-- Begin RECORDS SHOWN --

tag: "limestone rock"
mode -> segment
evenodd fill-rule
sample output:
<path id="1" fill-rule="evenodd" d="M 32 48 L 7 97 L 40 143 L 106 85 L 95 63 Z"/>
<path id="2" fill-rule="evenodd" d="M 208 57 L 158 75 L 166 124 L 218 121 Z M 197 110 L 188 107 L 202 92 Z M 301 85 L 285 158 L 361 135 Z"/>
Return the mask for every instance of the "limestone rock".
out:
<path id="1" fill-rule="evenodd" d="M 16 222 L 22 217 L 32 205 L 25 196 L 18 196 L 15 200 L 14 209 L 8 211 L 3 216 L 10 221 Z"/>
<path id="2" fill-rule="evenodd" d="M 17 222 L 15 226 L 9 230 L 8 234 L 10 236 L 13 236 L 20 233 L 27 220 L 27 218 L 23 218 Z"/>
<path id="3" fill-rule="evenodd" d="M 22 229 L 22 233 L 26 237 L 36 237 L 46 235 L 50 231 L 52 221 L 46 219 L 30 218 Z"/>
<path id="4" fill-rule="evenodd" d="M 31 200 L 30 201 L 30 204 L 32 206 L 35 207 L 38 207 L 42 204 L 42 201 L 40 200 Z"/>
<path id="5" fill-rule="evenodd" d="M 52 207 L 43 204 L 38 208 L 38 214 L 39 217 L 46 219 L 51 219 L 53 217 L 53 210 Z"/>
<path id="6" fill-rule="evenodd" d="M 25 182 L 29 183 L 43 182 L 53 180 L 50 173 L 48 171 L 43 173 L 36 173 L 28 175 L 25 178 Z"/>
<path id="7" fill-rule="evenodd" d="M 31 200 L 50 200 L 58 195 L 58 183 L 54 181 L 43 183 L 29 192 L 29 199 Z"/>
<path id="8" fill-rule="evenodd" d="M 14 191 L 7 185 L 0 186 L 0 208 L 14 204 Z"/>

-- End RECORDS SHOWN --

EXERCISE INSTRUCTIONS – Write out the rows above again, changing each "limestone rock" to "sandstone boulder" and keeping everything else the same.

ANSWER FOR THIS EXERCISE –
tag: "sandstone boulder"
mode -> segment
evenodd fill-rule
sample output:
<path id="1" fill-rule="evenodd" d="M 32 48 L 7 97 L 40 143 L 106 85 L 95 63 Z"/>
<path id="2" fill-rule="evenodd" d="M 208 57 L 158 75 L 166 124 L 218 121 Z M 197 110 L 188 107 L 202 92 Z M 301 85 L 285 158 L 361 135 Z"/>
Return the mask for every instance of the "sandstone boulder".
out:
<path id="1" fill-rule="evenodd" d="M 16 222 L 22 217 L 32 205 L 25 196 L 18 196 L 15 200 L 14 209 L 8 211 L 3 216 L 10 221 Z"/>
<path id="2" fill-rule="evenodd" d="M 17 222 L 15 226 L 9 230 L 8 234 L 10 236 L 13 236 L 20 233 L 27 220 L 27 218 L 23 218 Z"/>
<path id="3" fill-rule="evenodd" d="M 22 229 L 22 233 L 26 237 L 36 237 L 46 235 L 50 231 L 52 221 L 46 219 L 30 218 Z"/>
<path id="4" fill-rule="evenodd" d="M 31 200 L 30 201 L 30 204 L 32 206 L 35 207 L 38 207 L 42 204 L 42 201 L 40 200 Z"/>
<path id="5" fill-rule="evenodd" d="M 52 207 L 43 204 L 38 208 L 38 214 L 39 217 L 46 219 L 51 219 L 53 217 L 53 210 Z"/>
<path id="6" fill-rule="evenodd" d="M 25 182 L 29 183 L 43 182 L 53 180 L 50 173 L 48 171 L 43 173 L 36 173 L 28 175 L 25 178 Z"/>
<path id="7" fill-rule="evenodd" d="M 31 200 L 50 200 L 58 195 L 58 183 L 54 181 L 43 183 L 29 192 L 29 199 Z"/>
<path id="8" fill-rule="evenodd" d="M 14 191 L 7 185 L 0 186 L 0 208 L 14 204 Z"/>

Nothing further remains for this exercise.